Task directions: Rewrite the data from the start up to and including the line with "xmin=106 ymin=324 xmax=585 ymax=457", changing "beige carpet floor" to "tan carpet floor" and leaving everything else the same.

begin Stored data

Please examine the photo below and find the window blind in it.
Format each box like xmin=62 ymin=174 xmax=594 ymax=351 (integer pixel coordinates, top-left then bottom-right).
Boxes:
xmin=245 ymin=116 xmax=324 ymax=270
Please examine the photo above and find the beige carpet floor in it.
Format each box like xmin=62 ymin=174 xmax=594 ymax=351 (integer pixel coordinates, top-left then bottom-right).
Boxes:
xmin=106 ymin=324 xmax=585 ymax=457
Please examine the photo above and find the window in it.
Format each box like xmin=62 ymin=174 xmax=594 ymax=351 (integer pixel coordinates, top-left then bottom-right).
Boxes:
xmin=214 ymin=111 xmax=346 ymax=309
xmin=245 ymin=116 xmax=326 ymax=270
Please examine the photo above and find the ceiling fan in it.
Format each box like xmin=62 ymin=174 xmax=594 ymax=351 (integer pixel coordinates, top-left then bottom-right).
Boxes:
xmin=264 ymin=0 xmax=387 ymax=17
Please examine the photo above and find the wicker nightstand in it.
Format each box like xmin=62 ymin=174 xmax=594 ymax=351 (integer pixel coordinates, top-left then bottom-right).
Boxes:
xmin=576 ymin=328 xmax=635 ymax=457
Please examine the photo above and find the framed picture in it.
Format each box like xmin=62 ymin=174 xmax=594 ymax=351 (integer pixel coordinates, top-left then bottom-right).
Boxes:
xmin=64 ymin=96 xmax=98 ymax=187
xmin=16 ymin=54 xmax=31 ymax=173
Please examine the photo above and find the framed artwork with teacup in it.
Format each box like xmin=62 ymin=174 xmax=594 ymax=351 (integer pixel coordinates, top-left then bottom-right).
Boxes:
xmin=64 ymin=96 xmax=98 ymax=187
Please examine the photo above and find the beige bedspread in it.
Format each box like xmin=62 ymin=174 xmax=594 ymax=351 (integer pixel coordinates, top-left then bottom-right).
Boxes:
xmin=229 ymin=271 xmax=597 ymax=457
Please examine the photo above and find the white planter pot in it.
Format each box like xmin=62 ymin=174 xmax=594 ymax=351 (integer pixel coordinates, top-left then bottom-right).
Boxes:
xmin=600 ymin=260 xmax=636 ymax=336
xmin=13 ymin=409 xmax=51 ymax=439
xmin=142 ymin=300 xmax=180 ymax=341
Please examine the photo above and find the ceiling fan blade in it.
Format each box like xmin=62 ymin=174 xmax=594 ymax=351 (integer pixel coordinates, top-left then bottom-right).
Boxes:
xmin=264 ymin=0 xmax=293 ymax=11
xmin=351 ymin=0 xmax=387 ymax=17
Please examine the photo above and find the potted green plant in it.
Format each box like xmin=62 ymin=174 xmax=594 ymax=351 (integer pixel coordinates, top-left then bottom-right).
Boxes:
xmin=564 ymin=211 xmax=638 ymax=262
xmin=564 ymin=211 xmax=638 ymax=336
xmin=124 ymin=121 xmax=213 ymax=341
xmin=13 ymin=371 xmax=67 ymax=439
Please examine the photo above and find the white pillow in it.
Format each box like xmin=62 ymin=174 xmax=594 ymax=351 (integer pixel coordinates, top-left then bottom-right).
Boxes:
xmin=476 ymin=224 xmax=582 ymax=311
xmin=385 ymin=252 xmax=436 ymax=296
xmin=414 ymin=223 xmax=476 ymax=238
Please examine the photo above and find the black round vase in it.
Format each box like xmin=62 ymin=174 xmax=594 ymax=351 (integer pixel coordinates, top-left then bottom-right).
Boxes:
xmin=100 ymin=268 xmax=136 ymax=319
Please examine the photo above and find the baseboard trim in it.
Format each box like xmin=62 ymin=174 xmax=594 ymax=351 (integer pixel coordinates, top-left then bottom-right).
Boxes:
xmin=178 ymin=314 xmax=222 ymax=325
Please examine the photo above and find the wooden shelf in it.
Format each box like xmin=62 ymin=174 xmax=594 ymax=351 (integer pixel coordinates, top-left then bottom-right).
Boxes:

end Stored data

Exercise solution:
Please examine the photo below and find the window blind in it.
Format each box like xmin=62 ymin=174 xmax=594 ymax=351 (integer pixel coordinates, top-left then bottom-right).
Boxes:
xmin=245 ymin=116 xmax=324 ymax=270
Please examine the photo above and find the tan carpet floor in it.
Format each box like xmin=62 ymin=174 xmax=594 ymax=351 (integer pixel coordinates, top-left then bottom-right).
Boxes:
xmin=106 ymin=324 xmax=585 ymax=457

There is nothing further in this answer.